What to do →
a. Reproduce the passage of the article on counterfeit cosmetics below from "The FDA cautioned" to "like it should.".
b. In the article on counterfeit cosmetics below, how many listings did Alibaba have to remove after Cosmetic Alchemy submitted a product trademark?

Reading passage →
· · · ·

The U.S. Food and Drug Administration urged consumers to be cautious.
“Counterfeit products, including cosmetics, are illegal and may be harmful to a consumer’s health,” an FDA spokesperson said.
The danger, according to the FDA, is that counterfeits may contain harmful or banned ingredients, unacceptable by-products of manufacturing or unapproved color additives.
Companies that make cosmetics and skin care products are actively fighting counterfeiting.
“Cosmetic counterfeiting has been the scourge of the industry and it’s only getting worse,” said Dr. Scott Wasserman, founder and CEO of Cosmetic Alchemy, maker of LiLash and LiBrow, products used on eyelashes and eyebrows.
Wasserman said Homeland Security contacted his Scottsdale, Ariz.-based company three times in one month to identify suspected counterfeit products found in shipping containers. And, it’s not just bulk products coming into the country that are a problem. The internet is another source of counterfeits. When Cosmetic Alchemy submitted a product trademark to the website Alibaba, the site had to remove 465 listings that were offering fake products.
How can consumers protect themselves?
Dr. Shari Lipner, a dermatologist with NewYork-Presbyterian and Weill Cornell Medicine in New York City, said it’s almost impossible for the average consumer to tell the difference between a branded product and a well-done counterfeit.
Lipner said you don’t have to spend a fortune to maintain healthy skin, but added, “My best advice is to buy cosmetics and skin care products from reputable sources.”
The FDA cautioned consumers to be wary of products on sale at flea markets or re-sold online in channels such as auctions. It recommended checking packaging carefully for any evidence that the product might have been repackaged or relabeled. Also, make sure the product looks and smells like it should.
But what if you just couldn’t pass up that $10 lipstick at the flea market that normally sells for $50, and now it’s making your lips itch? Lipner said the first step is to stop using any product that irritates your skin.
“Most skin rashes are short-lived and will improve as long as you do not expose your skin to the offending product,” she said.
If the rash continues to worsen, becomes painful or blisters, see a doctor, preferably a dermatologist, Lipner said.

· · · ·

Available data →
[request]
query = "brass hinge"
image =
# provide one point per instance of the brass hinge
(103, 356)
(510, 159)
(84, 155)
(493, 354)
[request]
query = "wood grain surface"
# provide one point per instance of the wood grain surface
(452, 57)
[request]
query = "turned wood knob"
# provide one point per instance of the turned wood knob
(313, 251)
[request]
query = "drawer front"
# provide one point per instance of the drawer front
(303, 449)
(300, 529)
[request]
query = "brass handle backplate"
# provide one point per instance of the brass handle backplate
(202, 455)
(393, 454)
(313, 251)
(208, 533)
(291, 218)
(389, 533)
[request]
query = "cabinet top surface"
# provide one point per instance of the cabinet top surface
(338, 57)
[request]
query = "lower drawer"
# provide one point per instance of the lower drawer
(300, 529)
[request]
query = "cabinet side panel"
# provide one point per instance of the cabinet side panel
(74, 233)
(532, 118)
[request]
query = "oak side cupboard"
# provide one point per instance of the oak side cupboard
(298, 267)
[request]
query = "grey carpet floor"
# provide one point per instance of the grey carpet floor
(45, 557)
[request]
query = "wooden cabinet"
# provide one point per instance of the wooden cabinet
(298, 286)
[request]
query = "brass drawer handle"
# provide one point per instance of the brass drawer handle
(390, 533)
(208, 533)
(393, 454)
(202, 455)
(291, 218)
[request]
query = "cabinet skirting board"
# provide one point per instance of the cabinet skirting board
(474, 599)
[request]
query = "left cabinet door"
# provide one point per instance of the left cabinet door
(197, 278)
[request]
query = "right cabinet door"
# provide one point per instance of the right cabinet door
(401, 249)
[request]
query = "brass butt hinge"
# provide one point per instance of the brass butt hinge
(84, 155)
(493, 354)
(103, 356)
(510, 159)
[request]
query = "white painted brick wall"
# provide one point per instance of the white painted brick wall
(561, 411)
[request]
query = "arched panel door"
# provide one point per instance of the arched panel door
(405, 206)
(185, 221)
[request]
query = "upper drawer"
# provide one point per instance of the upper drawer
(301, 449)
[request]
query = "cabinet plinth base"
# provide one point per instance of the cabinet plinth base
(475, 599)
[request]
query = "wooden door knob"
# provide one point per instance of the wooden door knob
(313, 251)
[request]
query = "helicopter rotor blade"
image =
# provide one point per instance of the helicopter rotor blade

· · · ·

Per-task answers →
a.
The FDA cautioned consumers to be wary of products on sale at flea markets or re-sold online in channels such as auctions. It recommended checking packaging carefully for any evidence that the product might have been repackaged or relabeled. Also, make sure the product looks and smells like it should.

b. 465 listings offering fake products.